** TASK DIRECTIONS **
Say nothing but the number of lines below in which the string "building" appears.

◆ ◆ ◆ ◆

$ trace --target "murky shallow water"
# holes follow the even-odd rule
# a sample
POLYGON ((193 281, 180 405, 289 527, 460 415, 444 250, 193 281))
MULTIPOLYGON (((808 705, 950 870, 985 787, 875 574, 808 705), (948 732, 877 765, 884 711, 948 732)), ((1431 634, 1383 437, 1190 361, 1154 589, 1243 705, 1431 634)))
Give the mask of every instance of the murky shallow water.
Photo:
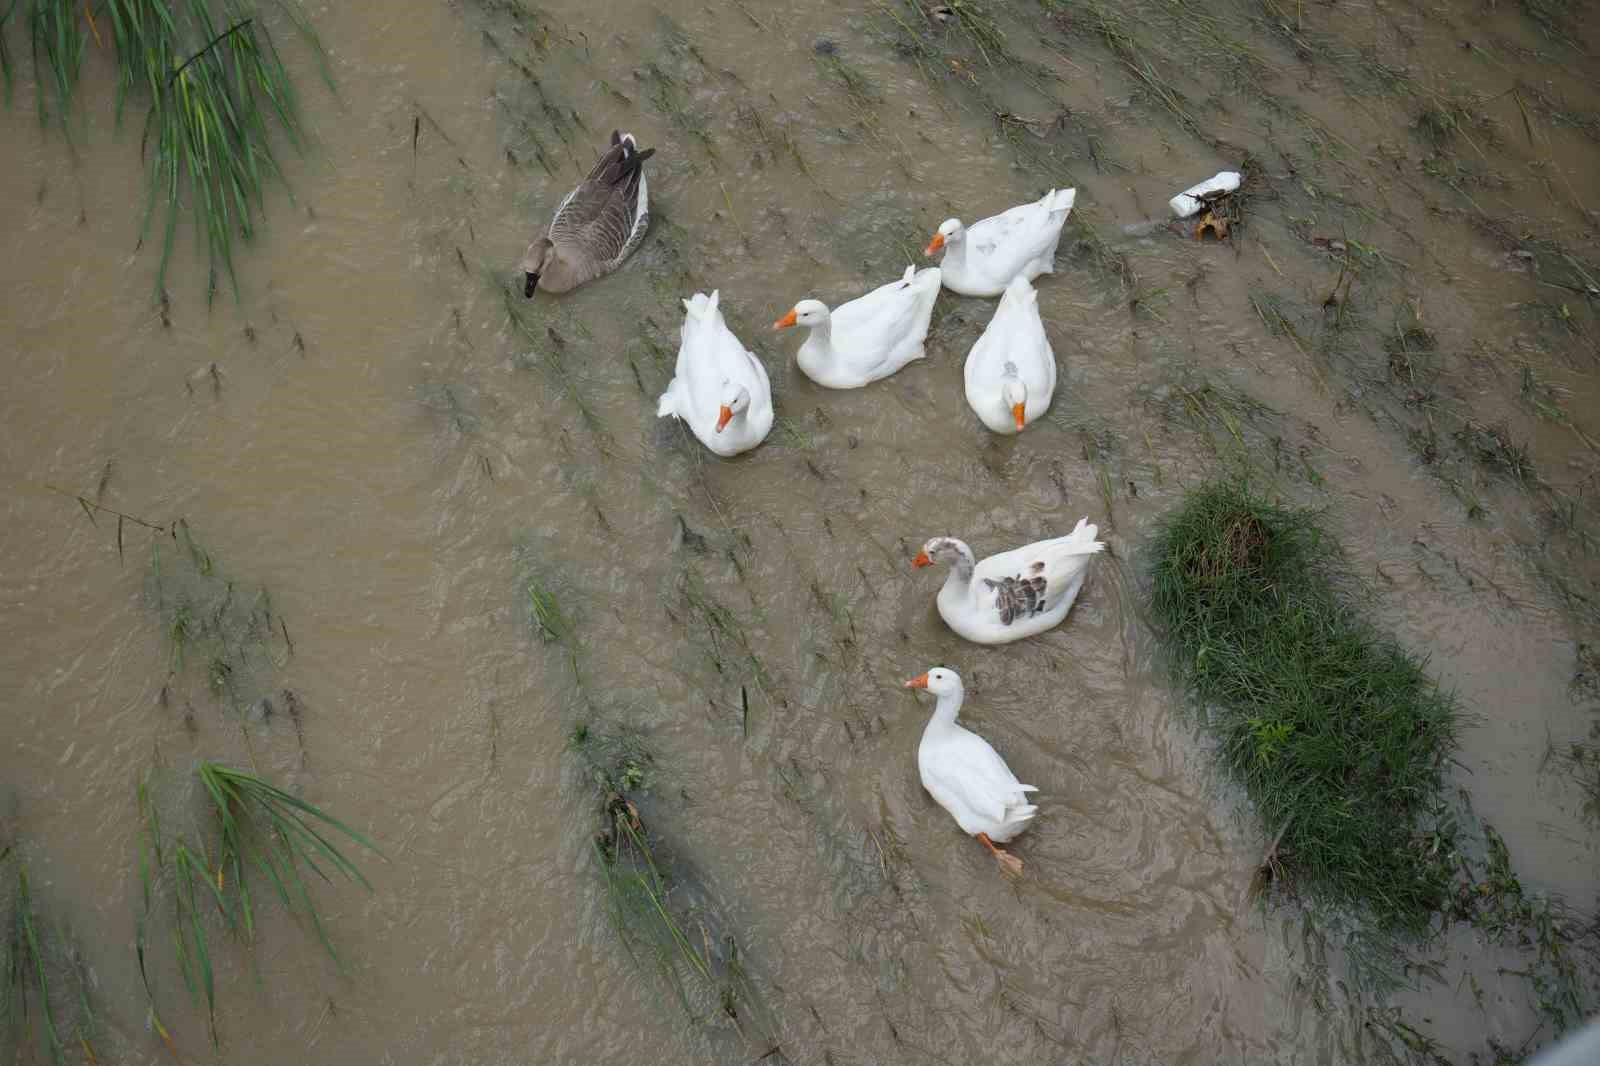
MULTIPOLYGON (((1037 67, 996 75, 967 60, 935 71, 938 90, 891 47, 883 11, 545 12, 533 25, 548 36, 467 3, 314 7, 339 95, 286 47, 318 139, 288 168, 297 201, 275 197, 240 258, 238 305, 208 312, 201 265, 180 255, 170 326, 149 299, 153 257, 131 251, 134 131, 113 130, 91 89, 74 165, 59 135, 38 131, 31 87, 0 112, 5 774, 41 907, 85 945, 104 1047, 124 1061, 165 1054, 129 948, 135 782, 253 758, 392 861, 370 896, 319 897, 347 977, 278 916, 253 963, 222 953, 230 1061, 759 1055, 725 1027, 688 1024, 607 925, 593 800, 566 753, 574 723, 598 718, 641 730, 654 752, 646 814, 737 931, 791 1061, 1367 1060, 1361 1009, 1319 982, 1291 912, 1242 902, 1262 844, 1212 780, 1137 616, 1132 560, 1151 523, 1230 462, 1223 423, 1197 430, 1184 416, 1182 390, 1207 381, 1273 409, 1235 412, 1258 458, 1281 438, 1267 476, 1329 508, 1384 620, 1480 716, 1460 780, 1524 878, 1596 898, 1593 824, 1571 783, 1540 770, 1548 739, 1581 736, 1592 718, 1569 693, 1583 615, 1522 547, 1551 539, 1529 495, 1471 471, 1452 493, 1409 449, 1404 409, 1384 402, 1379 340, 1383 316, 1409 302, 1438 337, 1441 423, 1447 405, 1513 420, 1551 482, 1592 478, 1580 434, 1531 414, 1518 384, 1527 364, 1600 437, 1592 307, 1512 272, 1450 198, 1576 246, 1594 219, 1572 201, 1600 204, 1592 141, 1546 124, 1530 148, 1514 107, 1485 104, 1500 136, 1479 130, 1477 155, 1458 144, 1466 169, 1449 186, 1412 158, 1410 105, 1252 36, 1298 118, 1203 65, 1168 76, 1194 79, 1193 112, 1263 160, 1277 197, 1232 248, 1123 238, 1121 225, 1238 154, 1188 136, 1103 47, 1031 9, 1002 25, 1037 67), (1028 43, 1025 27, 1040 26, 1044 42, 1028 43), (835 50, 817 51, 822 39, 835 50), (1070 122, 1020 149, 992 114, 1047 126, 1063 108, 1070 122), (659 149, 655 228, 617 276, 541 297, 532 343, 508 323, 500 283, 613 127, 659 149), (1471 184, 1482 172, 1507 184, 1471 184), (1068 183, 1080 190, 1069 232, 1093 227, 1138 282, 1063 241, 1039 287, 1061 383, 1018 439, 985 433, 961 394, 987 301, 947 294, 929 358, 855 392, 813 386, 793 340, 765 328, 801 296, 837 302, 897 275, 950 214, 1068 183), (1335 283, 1310 234, 1404 264, 1356 286, 1358 356, 1263 328, 1264 307, 1305 315, 1335 283), (721 290, 777 396, 779 427, 734 461, 654 418, 677 300, 696 287, 721 290), (1565 301, 1576 326, 1517 306, 1530 301, 1565 301), (192 728, 161 705, 171 653, 143 576, 148 537, 126 531, 119 563, 107 523, 91 527, 52 485, 103 489, 107 506, 157 521, 187 516, 241 588, 270 590, 293 647, 274 646, 263 684, 299 694, 303 748, 284 716, 241 727, 194 678, 180 690, 192 728), (1469 518, 1464 493, 1484 518, 1469 518), (1038 640, 963 645, 934 614, 938 579, 909 567, 935 533, 986 552, 1085 514, 1112 552, 1070 623, 1038 640), (577 620, 581 685, 526 622, 533 573, 577 620), (731 612, 743 645, 708 628, 707 601, 731 612), (1041 789, 1018 885, 917 782, 927 707, 899 684, 940 662, 967 679, 964 717, 1041 789)), ((1513 12, 1319 5, 1301 17, 1308 39, 1374 49, 1427 92, 1455 79, 1491 96, 1526 77, 1578 113, 1596 104, 1581 77, 1592 60, 1513 12), (1465 27, 1476 52, 1459 47, 1465 27), (1556 74, 1552 54, 1574 73, 1556 74)), ((1182 32, 1209 47, 1210 25, 1182 32)), ((86 77, 103 87, 103 57, 86 77)), ((1592 589, 1592 572, 1561 572, 1592 589)), ((1470 938, 1456 954, 1476 956, 1485 1007, 1450 969, 1407 1001, 1416 1016, 1459 1050, 1486 1035, 1519 1043, 1536 1024, 1525 989, 1470 938)), ((175 973, 159 978, 169 1024, 199 1056, 202 1019, 175 973)))

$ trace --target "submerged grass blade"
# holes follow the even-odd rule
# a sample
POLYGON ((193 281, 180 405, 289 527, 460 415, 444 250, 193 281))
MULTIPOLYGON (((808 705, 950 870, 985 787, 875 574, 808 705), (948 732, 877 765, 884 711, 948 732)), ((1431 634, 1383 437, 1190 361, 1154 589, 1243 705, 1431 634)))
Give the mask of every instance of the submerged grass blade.
MULTIPOLYGON (((183 970, 184 983, 189 986, 189 994, 197 1002, 200 994, 205 996, 206 1027, 211 1034, 212 1047, 218 1047, 216 973, 211 966, 205 919, 195 902, 194 886, 199 881, 209 891, 216 892, 216 889, 205 864, 182 841, 173 848, 172 864, 176 889, 173 896, 176 911, 173 936, 177 940, 179 967, 183 970)), ((223 909, 221 893, 218 892, 215 898, 218 909, 223 909)))
MULTIPOLYGON (((28 32, 33 45, 33 68, 38 90, 35 94, 39 107, 39 124, 49 121, 46 103, 46 75, 55 91, 57 118, 62 132, 67 129, 67 113, 72 106, 72 92, 78 84, 78 74, 83 66, 83 43, 88 35, 86 28, 78 25, 77 5, 73 0, 30 0, 28 5, 28 32)), ((68 138, 70 143, 70 137, 68 138)))
POLYGON ((562 612, 555 593, 537 577, 528 579, 528 608, 534 628, 545 641, 555 643, 572 633, 572 625, 562 612))
POLYGON ((6 41, 6 23, 11 21, 11 16, 16 14, 17 5, 22 0, 11 0, 4 11, 0 11, 0 83, 3 83, 4 99, 9 106, 11 103, 11 45, 6 41))
POLYGON ((44 952, 40 948, 39 932, 34 920, 33 895, 28 889, 28 869, 20 864, 17 867, 17 924, 21 932, 22 945, 32 964, 30 970, 39 993, 39 1013, 44 1018, 44 1034, 50 1059, 55 1063, 65 1063, 66 1046, 61 1042, 61 1034, 56 1030, 55 1015, 50 1009, 50 978, 45 973, 44 952))
POLYGON ((90 1066, 99 1061, 94 1051, 94 1004, 89 1001, 89 973, 88 965, 83 961, 83 956, 67 950, 65 938, 57 937, 61 941, 63 954, 68 955, 72 967, 72 976, 78 986, 78 1017, 73 1025, 73 1032, 78 1038, 78 1047, 83 1051, 83 1057, 90 1066))
POLYGON ((639 737, 580 724, 571 748, 599 800, 602 824, 594 854, 606 914, 622 947, 656 971, 691 1018, 731 1022, 745 1039, 771 1046, 775 1025, 739 962, 734 938, 712 935, 719 924, 714 909, 691 901, 694 891, 678 880, 685 871, 629 798, 648 791, 652 776, 652 759, 639 737))

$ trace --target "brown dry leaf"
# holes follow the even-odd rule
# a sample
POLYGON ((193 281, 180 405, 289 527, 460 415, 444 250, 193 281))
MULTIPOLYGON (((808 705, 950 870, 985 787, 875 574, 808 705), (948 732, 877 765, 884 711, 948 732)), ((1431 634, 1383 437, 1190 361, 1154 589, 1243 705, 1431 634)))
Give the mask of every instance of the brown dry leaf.
POLYGON ((1194 239, 1200 240, 1210 230, 1217 240, 1226 240, 1228 237, 1228 220, 1214 211, 1207 211, 1200 216, 1200 222, 1194 228, 1194 239))

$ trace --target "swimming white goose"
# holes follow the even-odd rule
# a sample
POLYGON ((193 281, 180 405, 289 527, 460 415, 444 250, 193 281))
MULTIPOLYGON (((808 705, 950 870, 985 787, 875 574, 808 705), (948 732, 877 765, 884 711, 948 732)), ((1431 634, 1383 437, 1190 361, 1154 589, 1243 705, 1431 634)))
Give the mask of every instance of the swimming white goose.
POLYGON ((899 281, 832 311, 821 300, 801 300, 772 328, 809 326, 797 355, 806 377, 830 389, 859 389, 922 358, 938 297, 938 267, 906 267, 899 281))
POLYGON ((1055 273, 1061 226, 1078 198, 1076 189, 1051 189, 1031 204, 970 226, 946 219, 928 242, 932 255, 945 250, 944 287, 965 296, 999 296, 1021 274, 1033 280, 1055 273))
POLYGON ((772 428, 772 389, 761 360, 745 350, 717 309, 717 293, 683 301, 677 372, 656 405, 656 417, 689 423, 718 455, 738 455, 772 428))
POLYGON ((1039 318, 1039 294, 1018 274, 967 353, 967 403, 996 433, 1021 433, 1050 408, 1056 357, 1039 318))
POLYGON ((1042 633, 1067 616, 1089 570, 1089 557, 1105 550, 1100 530, 1080 518, 1065 537, 1041 540, 983 562, 954 537, 934 537, 911 560, 915 567, 948 562, 939 590, 939 616, 976 644, 1006 644, 1042 633))
POLYGON ((556 205, 550 232, 528 245, 522 259, 523 295, 534 287, 567 292, 609 274, 644 240, 650 228, 650 189, 631 133, 611 131, 611 147, 589 176, 556 205))
POLYGON ((906 688, 925 688, 939 697, 917 745, 922 787, 950 812, 962 832, 989 849, 1002 871, 1020 874, 1022 860, 995 845, 1028 828, 1039 813, 1028 802, 1028 793, 1039 790, 1018 781, 987 740, 957 724, 966 697, 960 674, 935 667, 907 681, 906 688))

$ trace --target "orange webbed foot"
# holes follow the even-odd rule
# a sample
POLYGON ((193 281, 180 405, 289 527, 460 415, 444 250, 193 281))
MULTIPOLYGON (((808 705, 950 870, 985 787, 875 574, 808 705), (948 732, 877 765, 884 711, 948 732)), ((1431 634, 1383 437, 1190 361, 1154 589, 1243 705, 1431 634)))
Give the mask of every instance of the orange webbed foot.
POLYGON ((989 839, 988 833, 978 834, 978 843, 989 849, 989 854, 994 856, 994 861, 1000 864, 1000 872, 1007 877, 1022 876, 1022 860, 1003 848, 995 845, 989 839))

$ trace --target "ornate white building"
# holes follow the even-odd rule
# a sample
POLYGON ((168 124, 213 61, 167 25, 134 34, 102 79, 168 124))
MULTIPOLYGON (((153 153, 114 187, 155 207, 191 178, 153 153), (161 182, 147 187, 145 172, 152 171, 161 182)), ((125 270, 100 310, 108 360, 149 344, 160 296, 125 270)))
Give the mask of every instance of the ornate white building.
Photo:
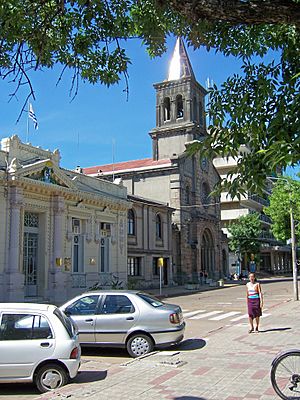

◆ ◆ ◆ ◆

** EXERCISE OUTPUT **
2